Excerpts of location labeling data
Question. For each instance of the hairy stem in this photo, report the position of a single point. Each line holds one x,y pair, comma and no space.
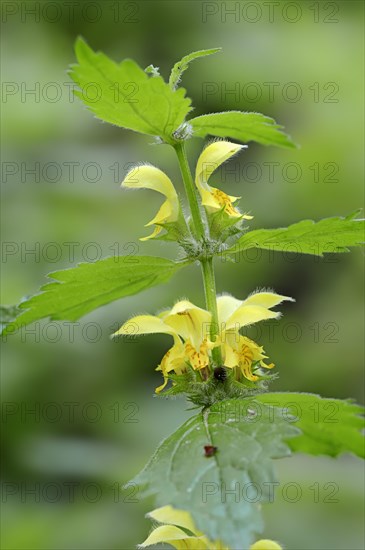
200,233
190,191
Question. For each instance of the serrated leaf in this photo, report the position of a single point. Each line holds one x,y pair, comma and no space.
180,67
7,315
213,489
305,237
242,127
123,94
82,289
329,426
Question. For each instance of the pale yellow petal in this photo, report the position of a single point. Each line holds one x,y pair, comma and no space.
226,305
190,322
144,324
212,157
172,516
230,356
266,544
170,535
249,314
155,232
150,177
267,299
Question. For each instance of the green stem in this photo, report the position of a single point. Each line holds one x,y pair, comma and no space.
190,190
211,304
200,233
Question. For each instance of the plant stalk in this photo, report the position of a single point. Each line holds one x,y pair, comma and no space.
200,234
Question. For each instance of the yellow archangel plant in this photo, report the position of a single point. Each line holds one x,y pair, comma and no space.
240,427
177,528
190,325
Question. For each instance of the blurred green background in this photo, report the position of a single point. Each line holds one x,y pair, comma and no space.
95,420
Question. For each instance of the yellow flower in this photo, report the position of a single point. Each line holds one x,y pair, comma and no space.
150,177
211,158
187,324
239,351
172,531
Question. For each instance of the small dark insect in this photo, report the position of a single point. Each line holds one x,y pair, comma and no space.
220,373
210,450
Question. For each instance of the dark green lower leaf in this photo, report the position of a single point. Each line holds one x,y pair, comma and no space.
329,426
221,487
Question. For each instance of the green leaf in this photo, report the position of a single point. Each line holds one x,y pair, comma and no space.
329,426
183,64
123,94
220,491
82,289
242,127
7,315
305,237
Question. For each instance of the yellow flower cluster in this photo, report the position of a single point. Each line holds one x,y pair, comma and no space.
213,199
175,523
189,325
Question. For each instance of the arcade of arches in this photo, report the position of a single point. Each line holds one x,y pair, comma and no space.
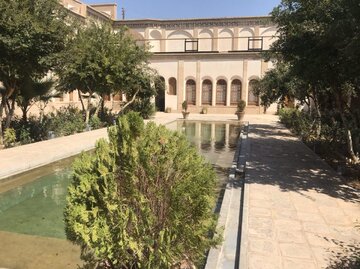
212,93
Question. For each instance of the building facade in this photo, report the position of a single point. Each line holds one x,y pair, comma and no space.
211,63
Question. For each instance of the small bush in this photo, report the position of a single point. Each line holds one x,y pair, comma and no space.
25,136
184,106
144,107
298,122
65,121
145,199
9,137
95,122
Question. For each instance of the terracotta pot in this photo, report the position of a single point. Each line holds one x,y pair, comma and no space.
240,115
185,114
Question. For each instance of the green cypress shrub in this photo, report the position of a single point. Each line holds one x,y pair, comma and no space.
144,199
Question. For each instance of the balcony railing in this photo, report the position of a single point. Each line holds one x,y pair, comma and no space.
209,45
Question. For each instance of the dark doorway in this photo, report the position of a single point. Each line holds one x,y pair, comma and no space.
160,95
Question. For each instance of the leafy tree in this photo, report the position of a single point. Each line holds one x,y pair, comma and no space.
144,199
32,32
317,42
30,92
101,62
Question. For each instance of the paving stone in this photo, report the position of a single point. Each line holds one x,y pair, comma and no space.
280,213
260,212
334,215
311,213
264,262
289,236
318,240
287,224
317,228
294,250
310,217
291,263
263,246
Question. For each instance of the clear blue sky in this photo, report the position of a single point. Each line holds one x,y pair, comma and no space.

**WHAT YOU WILL DO:** Nothing but the lines from the one with "Question. For each instance of the leafy" through the last line should be repeated, each exactly as it stands.

**TASK RESULT:**
Question. For each instance of the leafy tree in this photo, report the position of a single point. Each line holds one x,y pair, comma and no space.
144,199
32,32
317,42
30,92
101,62
Question. For each instance of the paving stone in this photo, report the position of a single point. Each line holds one x,y pair, comma and no space.
280,213
260,212
334,215
311,213
264,262
289,236
318,240
287,224
317,228
294,250
310,217
291,263
263,246
Question. For each instance of the clear blue sky in this photo, report the position of a single point. Each line holds one x,y pair, comma and no space.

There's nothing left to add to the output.